● **TASK BRIEF**: Reproduce the material below verbatim, keeping every line and its order unchanged.

(Records)

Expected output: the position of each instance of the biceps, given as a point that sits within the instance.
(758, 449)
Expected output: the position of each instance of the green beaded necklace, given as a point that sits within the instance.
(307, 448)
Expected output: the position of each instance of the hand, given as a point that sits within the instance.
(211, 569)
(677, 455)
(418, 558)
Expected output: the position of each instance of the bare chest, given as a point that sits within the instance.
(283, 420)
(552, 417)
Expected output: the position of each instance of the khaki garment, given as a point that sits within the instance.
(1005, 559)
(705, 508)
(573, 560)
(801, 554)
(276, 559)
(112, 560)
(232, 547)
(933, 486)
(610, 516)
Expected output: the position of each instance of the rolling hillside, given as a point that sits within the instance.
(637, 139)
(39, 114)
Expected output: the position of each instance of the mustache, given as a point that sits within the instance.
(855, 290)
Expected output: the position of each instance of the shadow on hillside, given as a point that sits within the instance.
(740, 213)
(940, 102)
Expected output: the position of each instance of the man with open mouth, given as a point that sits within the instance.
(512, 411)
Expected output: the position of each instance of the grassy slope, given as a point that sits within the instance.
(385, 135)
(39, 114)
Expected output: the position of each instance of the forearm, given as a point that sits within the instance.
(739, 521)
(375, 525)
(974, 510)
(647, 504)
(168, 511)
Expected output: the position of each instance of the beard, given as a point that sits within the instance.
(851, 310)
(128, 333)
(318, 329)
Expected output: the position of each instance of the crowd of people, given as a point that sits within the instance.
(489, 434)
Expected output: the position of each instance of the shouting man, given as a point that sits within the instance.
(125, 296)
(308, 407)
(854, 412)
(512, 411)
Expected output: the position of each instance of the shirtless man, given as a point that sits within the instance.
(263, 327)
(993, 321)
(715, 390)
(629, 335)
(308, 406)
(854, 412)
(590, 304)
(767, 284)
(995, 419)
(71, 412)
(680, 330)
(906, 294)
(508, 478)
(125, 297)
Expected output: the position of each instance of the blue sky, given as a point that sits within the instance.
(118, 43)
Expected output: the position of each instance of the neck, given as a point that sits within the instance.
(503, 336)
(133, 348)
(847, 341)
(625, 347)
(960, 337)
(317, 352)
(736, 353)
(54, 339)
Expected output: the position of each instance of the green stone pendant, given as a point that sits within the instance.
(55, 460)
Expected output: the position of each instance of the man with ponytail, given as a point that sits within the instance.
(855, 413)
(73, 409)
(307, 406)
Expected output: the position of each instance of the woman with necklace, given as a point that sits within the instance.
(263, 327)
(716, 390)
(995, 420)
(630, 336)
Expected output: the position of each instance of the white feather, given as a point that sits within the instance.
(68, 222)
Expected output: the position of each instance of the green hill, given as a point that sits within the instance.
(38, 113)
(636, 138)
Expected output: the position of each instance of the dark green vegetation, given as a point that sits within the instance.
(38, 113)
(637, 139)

● **THE COMPLETED TASK**:
Expected output: the position of each instance of the biceps, given as a point that sits within the instance.
(758, 449)
Expected output: the position of each instance of the green beaded necklace, given as a point that sits within the instance.
(307, 448)
Expected output: the position of each instance of the hand, given as a point that sits within the instance.
(211, 569)
(677, 455)
(418, 558)
Expected output: the position of each instance of the bare chest, given as a point that sits within the instance.
(283, 420)
(552, 417)
Expected output: the position of each instance of the khaki garment, given as a point that sits within the instance.
(1005, 559)
(705, 508)
(573, 560)
(801, 554)
(276, 559)
(112, 560)
(232, 547)
(933, 486)
(610, 516)
Expected output: the position of each instance of the rolling hillside, given as a point that sits within the instance.
(637, 139)
(39, 114)
Expected output: the position of each instance of the mustache, given as a point that sits within the instance.
(855, 290)
Expected output: the position of each instance of the shadow on hillside, given as a point that sits within the instance.
(740, 213)
(940, 102)
Expected output: the position of each instance of the man with open mouth, given as a point that sits within the instance.
(512, 411)
Expected output: the position of each instance of the grassy slope, given as a point that sits within the instance.
(385, 135)
(39, 114)
Expected output: the position of each instance of the forearm, given as a point that sits within the instance.
(739, 521)
(375, 525)
(974, 510)
(647, 504)
(168, 511)
Expected output: the position of each instance of the beard, given as a point that sits within the instance.
(851, 310)
(128, 333)
(318, 329)
Expected output: the position of each instance of the crowd of people, given as a point that sits within the instance.
(489, 434)
Expected output: the position of each instance of the shouting man, given as a point that sits within the instance.
(125, 296)
(308, 407)
(854, 412)
(512, 411)
Expected output: the position of each instance of the shirtless man, given as a point that sits within the instance.
(263, 327)
(993, 321)
(715, 390)
(629, 335)
(308, 406)
(854, 412)
(590, 304)
(767, 284)
(995, 419)
(71, 412)
(680, 330)
(906, 294)
(508, 478)
(125, 297)
Expected output: the position of each instance of the blue sky, given as a point that sits within the instance.
(118, 43)
Expected output: the position of each instance of the neck, given as a point that sits within the instance.
(503, 336)
(133, 348)
(847, 341)
(625, 347)
(960, 337)
(317, 352)
(736, 353)
(54, 339)
Expected output: the position of each instance of the green stone pendant, given as a point that sits within the instance.
(55, 460)
Expected output: the position of each instance of the man with ponytail, given as a point that sits within the instance.
(855, 413)
(73, 409)
(307, 406)
Expected output: the position of each instance of the woman with necklace, given as a point that sits within the instance.
(263, 327)
(716, 390)
(995, 420)
(630, 336)
Expected output: the position of each instance of the white feather, given as a point that sits within the instance.
(68, 222)
Expected output: the position of each instance of the green hill, given as a point that sits within the instance.
(38, 113)
(636, 138)
Expected output: the position of each instance of the dark green vegetation, given as a point that sits within the instance.
(38, 113)
(637, 139)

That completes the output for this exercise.